### Required action:
Please copy the leading lines of the entries below exactly, concluding with the line in which "Target: white metal building" occurs.
*** Opening Records provided ***
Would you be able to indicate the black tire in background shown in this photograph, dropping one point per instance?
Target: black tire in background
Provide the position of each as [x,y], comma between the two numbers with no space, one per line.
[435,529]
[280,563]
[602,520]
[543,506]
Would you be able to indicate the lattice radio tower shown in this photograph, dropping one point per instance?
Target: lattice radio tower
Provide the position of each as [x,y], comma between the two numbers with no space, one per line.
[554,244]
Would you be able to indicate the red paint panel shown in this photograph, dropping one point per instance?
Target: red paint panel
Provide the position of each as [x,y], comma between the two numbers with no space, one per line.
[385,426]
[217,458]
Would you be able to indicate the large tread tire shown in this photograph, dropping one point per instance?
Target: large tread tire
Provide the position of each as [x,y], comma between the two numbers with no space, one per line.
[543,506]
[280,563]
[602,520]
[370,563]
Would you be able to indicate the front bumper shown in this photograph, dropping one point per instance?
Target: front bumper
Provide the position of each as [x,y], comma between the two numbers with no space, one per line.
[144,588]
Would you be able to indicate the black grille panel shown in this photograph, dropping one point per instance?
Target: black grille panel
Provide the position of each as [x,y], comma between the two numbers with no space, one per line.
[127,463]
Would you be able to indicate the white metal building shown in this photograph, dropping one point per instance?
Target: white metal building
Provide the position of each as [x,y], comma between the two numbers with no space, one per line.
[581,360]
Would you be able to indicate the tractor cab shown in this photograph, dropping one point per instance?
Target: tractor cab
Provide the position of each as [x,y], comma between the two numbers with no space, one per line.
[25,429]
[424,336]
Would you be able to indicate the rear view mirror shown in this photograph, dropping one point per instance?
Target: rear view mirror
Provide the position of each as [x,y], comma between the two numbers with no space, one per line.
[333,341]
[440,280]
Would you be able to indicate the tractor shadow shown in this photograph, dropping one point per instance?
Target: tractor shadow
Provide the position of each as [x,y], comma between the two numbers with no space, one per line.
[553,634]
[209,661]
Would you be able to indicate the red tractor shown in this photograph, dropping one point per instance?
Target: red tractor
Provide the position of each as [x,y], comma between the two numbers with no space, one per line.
*** Closing Records provided ***
### Response area:
Would you be able to indicate the black tire in background shown in this photograph, dropping one point per instance?
Target: black tire in background
Provide the position of each as [x,y], comma between the two numbers with no space, one per line.
[435,529]
[280,563]
[602,520]
[543,506]
Would you be able to indicate the lattice radio tower shown in this photograph, dropping one point per instance?
Target: lattice radio tower
Provide the position of each as [x,y], comma between the two numbers with no space, one per line.
[554,244]
Would you be able to indicate the red paint panel shown in this photograph, dropping one point per instance?
Target: red paint panel
Provide the position of each as [x,y], comma between the two numbers with no space, one per line.
[385,426]
[217,458]
Would you be able to indicate the large tread tire shown in this photograph, dropping one point per instance?
Target: large tread tire
Provide the position of each as [x,y], comma between the two numbers with no space, one per line.
[543,506]
[280,563]
[602,520]
[370,563]
Would you be able to indicate the front bumper shown in this photograph, dropping one point per instance?
Target: front bumper
Provide the position of each as [x,y], comma between the two numbers with no space, one per line.
[144,588]
Would you be able to indicate the black grille panel shown in this photograph, dropping one point per instance?
Target: black grille panel
Provide the position of each as [x,y], comma between the two numbers with no space, one per line.
[127,463]
Would you be able to indicate the white metal building shown in this photograph, dropping one point per instance?
Target: white metal building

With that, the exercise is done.